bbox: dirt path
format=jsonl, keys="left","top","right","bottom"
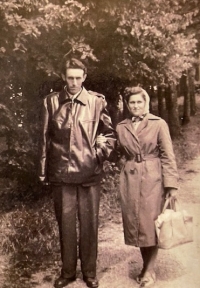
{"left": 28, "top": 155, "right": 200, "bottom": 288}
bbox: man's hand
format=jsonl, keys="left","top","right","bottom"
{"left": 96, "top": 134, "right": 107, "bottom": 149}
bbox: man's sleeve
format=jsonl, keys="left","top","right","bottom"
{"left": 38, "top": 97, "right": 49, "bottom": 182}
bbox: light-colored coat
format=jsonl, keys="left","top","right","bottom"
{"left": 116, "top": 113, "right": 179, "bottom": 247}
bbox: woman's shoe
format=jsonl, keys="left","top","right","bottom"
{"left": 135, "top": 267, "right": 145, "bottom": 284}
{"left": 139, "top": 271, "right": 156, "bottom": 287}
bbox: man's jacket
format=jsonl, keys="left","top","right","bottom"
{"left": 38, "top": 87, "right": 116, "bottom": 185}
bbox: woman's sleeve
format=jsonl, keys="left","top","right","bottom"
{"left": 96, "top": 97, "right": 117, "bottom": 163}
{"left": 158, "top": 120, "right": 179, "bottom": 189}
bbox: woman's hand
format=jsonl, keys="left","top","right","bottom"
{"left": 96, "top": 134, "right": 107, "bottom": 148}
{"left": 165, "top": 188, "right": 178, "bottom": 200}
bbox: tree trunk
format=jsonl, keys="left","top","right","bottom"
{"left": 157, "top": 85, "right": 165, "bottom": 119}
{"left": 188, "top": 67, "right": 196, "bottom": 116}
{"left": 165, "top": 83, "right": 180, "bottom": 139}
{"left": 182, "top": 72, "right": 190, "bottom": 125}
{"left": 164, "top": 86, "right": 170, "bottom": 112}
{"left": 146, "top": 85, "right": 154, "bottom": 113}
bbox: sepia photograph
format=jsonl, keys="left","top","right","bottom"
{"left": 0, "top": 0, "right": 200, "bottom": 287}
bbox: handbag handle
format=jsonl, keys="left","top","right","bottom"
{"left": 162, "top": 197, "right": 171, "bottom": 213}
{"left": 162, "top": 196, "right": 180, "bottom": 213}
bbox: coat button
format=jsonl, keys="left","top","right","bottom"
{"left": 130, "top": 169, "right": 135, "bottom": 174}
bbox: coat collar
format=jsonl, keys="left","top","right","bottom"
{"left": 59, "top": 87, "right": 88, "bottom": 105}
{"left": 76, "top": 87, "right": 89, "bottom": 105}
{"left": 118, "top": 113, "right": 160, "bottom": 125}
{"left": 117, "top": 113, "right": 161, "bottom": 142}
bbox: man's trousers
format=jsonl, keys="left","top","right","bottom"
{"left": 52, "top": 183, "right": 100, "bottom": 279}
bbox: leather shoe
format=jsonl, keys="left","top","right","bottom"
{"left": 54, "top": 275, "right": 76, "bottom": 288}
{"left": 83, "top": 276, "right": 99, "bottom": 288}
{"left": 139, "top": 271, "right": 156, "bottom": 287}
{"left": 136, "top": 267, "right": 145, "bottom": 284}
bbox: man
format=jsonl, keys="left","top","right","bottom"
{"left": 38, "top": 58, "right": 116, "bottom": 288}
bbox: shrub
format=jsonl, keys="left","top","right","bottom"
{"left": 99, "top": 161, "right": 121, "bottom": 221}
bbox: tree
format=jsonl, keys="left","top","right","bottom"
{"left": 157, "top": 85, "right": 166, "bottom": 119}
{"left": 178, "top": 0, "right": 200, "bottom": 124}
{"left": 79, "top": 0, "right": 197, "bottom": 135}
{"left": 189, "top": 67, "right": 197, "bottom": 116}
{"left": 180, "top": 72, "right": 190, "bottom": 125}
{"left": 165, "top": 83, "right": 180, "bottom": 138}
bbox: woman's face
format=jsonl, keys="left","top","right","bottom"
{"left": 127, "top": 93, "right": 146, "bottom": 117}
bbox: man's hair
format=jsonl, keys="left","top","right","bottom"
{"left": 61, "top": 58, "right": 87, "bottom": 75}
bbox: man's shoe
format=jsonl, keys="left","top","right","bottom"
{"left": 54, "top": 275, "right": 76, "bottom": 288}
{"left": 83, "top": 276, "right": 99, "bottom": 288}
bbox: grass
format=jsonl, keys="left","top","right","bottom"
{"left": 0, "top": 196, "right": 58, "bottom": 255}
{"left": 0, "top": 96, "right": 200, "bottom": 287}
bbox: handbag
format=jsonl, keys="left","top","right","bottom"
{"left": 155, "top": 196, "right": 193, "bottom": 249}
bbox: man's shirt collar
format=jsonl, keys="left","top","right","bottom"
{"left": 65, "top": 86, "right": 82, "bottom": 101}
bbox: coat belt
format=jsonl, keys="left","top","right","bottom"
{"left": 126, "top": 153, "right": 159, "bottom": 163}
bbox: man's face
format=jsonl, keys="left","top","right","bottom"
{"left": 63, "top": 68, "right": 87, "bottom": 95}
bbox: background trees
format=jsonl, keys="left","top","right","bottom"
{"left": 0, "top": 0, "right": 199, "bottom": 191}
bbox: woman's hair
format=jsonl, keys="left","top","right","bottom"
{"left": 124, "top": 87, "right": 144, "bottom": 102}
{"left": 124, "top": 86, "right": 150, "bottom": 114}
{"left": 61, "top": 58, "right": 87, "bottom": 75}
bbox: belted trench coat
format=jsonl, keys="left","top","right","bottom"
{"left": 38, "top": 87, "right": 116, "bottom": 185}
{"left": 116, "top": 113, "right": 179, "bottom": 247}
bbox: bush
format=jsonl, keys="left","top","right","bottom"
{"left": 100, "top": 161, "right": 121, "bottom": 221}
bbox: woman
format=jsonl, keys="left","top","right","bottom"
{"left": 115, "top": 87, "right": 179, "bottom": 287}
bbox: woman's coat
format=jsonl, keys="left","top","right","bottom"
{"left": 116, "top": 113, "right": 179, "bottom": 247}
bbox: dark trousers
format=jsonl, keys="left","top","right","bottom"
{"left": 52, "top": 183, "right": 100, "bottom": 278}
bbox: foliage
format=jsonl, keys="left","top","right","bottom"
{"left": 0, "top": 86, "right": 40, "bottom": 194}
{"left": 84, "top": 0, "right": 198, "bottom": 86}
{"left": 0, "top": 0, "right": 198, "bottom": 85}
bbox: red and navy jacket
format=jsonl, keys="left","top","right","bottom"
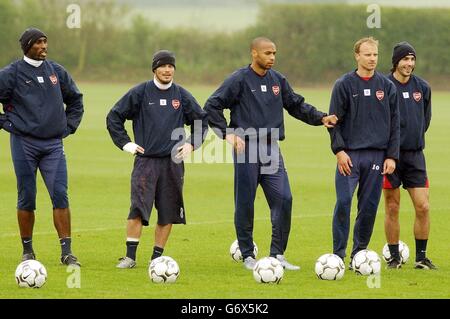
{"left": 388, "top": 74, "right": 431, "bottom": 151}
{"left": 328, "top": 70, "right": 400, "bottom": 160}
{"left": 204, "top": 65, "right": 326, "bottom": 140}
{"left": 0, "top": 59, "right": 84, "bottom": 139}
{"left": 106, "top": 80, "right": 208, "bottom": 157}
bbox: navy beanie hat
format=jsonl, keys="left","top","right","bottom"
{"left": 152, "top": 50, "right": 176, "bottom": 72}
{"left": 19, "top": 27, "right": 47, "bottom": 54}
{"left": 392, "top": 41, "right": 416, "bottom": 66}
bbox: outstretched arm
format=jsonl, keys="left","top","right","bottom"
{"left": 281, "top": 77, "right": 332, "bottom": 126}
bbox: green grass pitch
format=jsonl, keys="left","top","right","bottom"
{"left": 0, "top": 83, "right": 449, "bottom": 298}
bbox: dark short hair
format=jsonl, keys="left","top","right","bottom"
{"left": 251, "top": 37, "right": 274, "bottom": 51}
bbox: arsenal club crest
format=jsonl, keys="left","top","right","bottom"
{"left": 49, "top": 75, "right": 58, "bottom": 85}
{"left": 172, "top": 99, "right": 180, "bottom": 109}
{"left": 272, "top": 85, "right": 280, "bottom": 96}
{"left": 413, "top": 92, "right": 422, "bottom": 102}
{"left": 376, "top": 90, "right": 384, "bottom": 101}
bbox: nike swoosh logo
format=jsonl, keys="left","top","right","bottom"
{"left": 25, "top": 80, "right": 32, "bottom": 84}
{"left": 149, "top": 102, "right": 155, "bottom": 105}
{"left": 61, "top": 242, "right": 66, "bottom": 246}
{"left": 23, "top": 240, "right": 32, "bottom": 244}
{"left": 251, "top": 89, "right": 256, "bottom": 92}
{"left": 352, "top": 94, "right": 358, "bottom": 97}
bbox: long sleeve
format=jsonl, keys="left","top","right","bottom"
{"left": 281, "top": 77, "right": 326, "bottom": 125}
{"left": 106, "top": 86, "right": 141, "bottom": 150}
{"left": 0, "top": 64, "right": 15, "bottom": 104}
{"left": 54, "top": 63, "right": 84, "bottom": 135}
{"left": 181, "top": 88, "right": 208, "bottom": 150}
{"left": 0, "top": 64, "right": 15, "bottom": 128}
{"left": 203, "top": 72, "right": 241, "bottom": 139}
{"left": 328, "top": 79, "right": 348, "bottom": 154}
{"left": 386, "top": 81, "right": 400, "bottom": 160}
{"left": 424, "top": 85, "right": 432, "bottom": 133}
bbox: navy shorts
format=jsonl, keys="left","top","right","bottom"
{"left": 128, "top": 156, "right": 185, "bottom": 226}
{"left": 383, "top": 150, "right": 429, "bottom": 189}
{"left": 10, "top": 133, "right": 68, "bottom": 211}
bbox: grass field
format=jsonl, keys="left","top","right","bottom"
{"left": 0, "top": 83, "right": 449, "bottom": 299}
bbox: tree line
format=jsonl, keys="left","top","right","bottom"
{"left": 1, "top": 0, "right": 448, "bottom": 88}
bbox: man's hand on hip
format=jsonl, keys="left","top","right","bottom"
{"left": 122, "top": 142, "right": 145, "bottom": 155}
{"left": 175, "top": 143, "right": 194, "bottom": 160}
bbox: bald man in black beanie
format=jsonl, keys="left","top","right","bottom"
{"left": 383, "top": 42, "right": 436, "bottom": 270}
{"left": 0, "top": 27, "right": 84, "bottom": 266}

□ □ □ □

WHAT YOU HAVE TO DO:
In the listing above, locate the line containing "bbox: dark short hair" and the line containing "bbox: nike swoosh logo", then transcribe both and every line between them verbatim.

OUTPUT FOR THIS TASK:
bbox: dark short hair
format=jsonl, keys="left","top","right","bottom"
{"left": 251, "top": 37, "right": 274, "bottom": 51}
bbox: arsenal club crest
format=jsonl, keys="left","top","right","bottom"
{"left": 49, "top": 75, "right": 58, "bottom": 85}
{"left": 172, "top": 99, "right": 180, "bottom": 109}
{"left": 272, "top": 85, "right": 280, "bottom": 96}
{"left": 413, "top": 92, "right": 422, "bottom": 102}
{"left": 376, "top": 90, "right": 384, "bottom": 101}
bbox: nike swoosh logo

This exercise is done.